— START OF Supplied information —

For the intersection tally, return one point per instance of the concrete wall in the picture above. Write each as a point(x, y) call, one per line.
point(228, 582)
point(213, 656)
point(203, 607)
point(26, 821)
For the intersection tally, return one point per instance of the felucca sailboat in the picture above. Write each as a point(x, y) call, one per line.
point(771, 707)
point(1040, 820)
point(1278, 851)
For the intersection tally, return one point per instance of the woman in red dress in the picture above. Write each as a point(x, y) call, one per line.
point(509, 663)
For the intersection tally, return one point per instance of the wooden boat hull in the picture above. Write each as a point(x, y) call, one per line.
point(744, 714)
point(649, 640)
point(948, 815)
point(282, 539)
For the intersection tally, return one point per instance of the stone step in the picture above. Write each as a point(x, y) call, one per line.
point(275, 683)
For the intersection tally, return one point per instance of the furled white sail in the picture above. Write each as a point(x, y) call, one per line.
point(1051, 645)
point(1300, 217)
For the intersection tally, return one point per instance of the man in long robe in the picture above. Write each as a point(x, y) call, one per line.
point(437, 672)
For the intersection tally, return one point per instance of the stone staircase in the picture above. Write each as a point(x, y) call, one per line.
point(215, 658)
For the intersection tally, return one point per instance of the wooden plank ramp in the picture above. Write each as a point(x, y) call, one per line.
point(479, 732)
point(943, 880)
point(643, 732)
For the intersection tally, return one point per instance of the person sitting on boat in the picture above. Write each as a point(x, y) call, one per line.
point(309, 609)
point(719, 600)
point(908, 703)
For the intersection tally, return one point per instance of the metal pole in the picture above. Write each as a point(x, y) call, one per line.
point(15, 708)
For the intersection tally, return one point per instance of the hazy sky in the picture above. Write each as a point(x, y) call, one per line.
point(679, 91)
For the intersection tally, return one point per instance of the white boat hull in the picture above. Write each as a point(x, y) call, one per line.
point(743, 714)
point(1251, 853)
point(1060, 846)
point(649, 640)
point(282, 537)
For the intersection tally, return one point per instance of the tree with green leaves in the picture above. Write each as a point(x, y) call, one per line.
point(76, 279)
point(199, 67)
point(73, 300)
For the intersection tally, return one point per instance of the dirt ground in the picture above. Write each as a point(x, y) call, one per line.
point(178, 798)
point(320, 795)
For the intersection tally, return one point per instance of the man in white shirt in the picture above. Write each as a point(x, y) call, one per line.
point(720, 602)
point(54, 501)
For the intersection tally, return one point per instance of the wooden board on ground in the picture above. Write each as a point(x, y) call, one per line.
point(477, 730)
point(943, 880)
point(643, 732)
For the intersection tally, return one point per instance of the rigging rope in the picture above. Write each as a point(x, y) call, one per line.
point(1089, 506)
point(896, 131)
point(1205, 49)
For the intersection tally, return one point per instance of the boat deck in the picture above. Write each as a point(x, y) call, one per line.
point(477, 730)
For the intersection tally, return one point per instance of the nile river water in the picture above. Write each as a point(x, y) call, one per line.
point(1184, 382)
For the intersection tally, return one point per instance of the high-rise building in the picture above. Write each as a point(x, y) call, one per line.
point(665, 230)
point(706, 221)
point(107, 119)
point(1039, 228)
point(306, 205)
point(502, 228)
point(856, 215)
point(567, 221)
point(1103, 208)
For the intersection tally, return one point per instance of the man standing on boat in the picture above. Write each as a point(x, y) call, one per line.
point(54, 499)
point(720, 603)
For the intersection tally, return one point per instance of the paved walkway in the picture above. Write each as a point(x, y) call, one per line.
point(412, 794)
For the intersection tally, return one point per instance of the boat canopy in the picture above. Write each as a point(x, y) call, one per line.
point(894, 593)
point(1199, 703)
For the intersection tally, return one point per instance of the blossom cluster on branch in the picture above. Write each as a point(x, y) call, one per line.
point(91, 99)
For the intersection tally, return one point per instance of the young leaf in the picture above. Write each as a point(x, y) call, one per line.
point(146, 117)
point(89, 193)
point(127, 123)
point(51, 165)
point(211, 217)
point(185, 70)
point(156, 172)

— END OF Supplied information —

■ **The task**
Render every line of the listing above as a Markdown table with the columns Row and Entry, numbering the lines in order and leaving out any blank ones.

■ **Answer to the task**
| Row | Entry |
|---|---|
| 1 | For the intersection tally, return one point per instance of the concrete wall in the picture above. Write each as a point(x, y) call, one per line. |
| 2 | point(228, 582) |
| 3 | point(213, 656) |
| 4 | point(203, 607) |
| 5 | point(26, 821) |
| 6 | For the intersection tally, return one point per instance of the felucca sailboat in the picture above. Write each as a point(x, y) call, one per line. |
| 7 | point(771, 707) |
| 8 | point(1040, 820) |
| 9 | point(1278, 851) |
| 10 | For the intersection tally, return one point per instance of the woman in red dress in the picture above. Write each as a point(x, y) call, one per line. |
| 11 | point(509, 663) |
| 12 | For the intersection tally, return one point per instance of the wooden boat hull in the picture above. Write each as a point(x, y) call, one per line. |
| 13 | point(744, 714) |
| 14 | point(649, 640) |
| 15 | point(948, 815) |
| 16 | point(282, 539) |
| 17 | For the intersection tally, return one point per instance of the stone step in the picture above. Write each as a point(x, y) call, one per line. |
| 18 | point(275, 683) |
| 19 | For the intersection tally, return one point per instance of the furled white sail in the picture above. Write each as a point(x, y) call, one per line. |
| 20 | point(1051, 645) |
| 21 | point(1300, 217) |
| 22 | For the intersection tally, return one point per instance of the man in long robe in the picture above. Write each as a point(x, y) call, one per line. |
| 23 | point(437, 672) |
| 24 | For the intersection tally, return one point per instance of the stone staircase in the picture above. Write each as a point(x, y) call, one per line. |
| 25 | point(215, 658) |
| 26 | For the intersection tally, return one point per instance of the wooden plank ramp in the picture above. Write each as a point(x, y) call, one per line. |
| 27 | point(479, 732) |
| 28 | point(943, 880) |
| 29 | point(643, 732) |
| 30 | For the intersection tally, return one point per instance of the person sitting on boat in the picture above. Write each as a point(x, y) call, one per line. |
| 31 | point(309, 609) |
| 32 | point(719, 600) |
| 33 | point(908, 703) |
| 34 | For the intersection tally, return one point per instance of the metal pole in the picture above. Write each as a point(x, y) call, one per line. |
| 35 | point(15, 708) |
| 36 | For the intersection tally, return one point per instance of the hazy sky in the picture above. Write each as a point(x, y) call, one per line. |
| 37 | point(679, 91) |
| 38 | For the intersection tally, return one point per instance of the white boat hull in the picture above. Write each as a point(x, y) call, one per line. |
| 39 | point(743, 714) |
| 40 | point(1251, 853) |
| 41 | point(1060, 846) |
| 42 | point(649, 640) |
| 43 | point(282, 537) |
| 44 | For the intersection tally, return one point per instance of the tree with green leaves in the picture above. Write each as a point(x, y) call, one per line. |
| 45 | point(76, 279) |
| 46 | point(199, 67) |
| 47 | point(73, 300) |
| 48 | For the intersection tally, return one point per instance of the dirt ground in the picture above. Write each as a point(x, y) call, one per line. |
| 49 | point(178, 798) |
| 50 | point(320, 795) |
| 51 | For the intersection tally, return one point per instance of the man in white shirt in the picture above. Write each as a point(x, y) call, one per line. |
| 52 | point(720, 602) |
| 53 | point(54, 501) |
| 54 | For the intersection tally, return one point per instance of the wooden board on ground in the picture above. Write each as a point(x, y) call, one per line. |
| 55 | point(477, 730) |
| 56 | point(943, 880) |
| 57 | point(643, 732) |
| 58 | For the intersection tally, return one point per instance of the rigging rope in the picture above. Write each as a point(x, y) call, one per line. |
| 59 | point(1089, 506) |
| 60 | point(896, 131) |
| 61 | point(1205, 49) |
| 62 | For the intersection tally, return one point per instance of the boat deck in the picture above. Write each as a point(x, y) call, one per line. |
| 63 | point(477, 730) |
| 64 | For the intersection tally, return one point per instance of the nile river water in the picture above. Write each as a point(x, y) call, one per line. |
| 65 | point(1184, 382) |
| 66 | For the intersection tally, return one point per instance of the high-rise building in the picture above. Write each as a point(x, y) call, one per line. |
| 67 | point(665, 230) |
| 68 | point(706, 221) |
| 69 | point(107, 119) |
| 70 | point(1039, 228) |
| 71 | point(306, 205) |
| 72 | point(502, 228) |
| 73 | point(856, 215) |
| 74 | point(567, 221) |
| 75 | point(1103, 208) |
| 76 | For the intersection tally, return one point per instance of the man standing on boat in the picture above. Write each as a point(x, y) call, one per line. |
| 77 | point(54, 499) |
| 78 | point(720, 603) |
| 79 | For the intersection tally, return one point per instance of the paved walkway in the picture above. Write each as a point(x, y) call, one per line. |
| 80 | point(412, 794) |
| 81 | For the intersection tally, return one point per instance of the boat canopy in the picture above. Write each as a point(x, y) call, one per line. |
| 82 | point(894, 593) |
| 83 | point(1199, 703) |
| 84 | For the intersection tally, return one point per instance of the blossom cluster on branch in the picture above. Write each as a point(x, y) call, one per line. |
| 85 | point(91, 99) |
| 86 | For the intersection tally, return one point per instance of the young leaf in the picture above. Write each as a point(x, y) call, one per line. |
| 87 | point(146, 117) |
| 88 | point(89, 193) |
| 89 | point(127, 123) |
| 90 | point(51, 165) |
| 91 | point(211, 217) |
| 92 | point(185, 70) |
| 93 | point(156, 172) |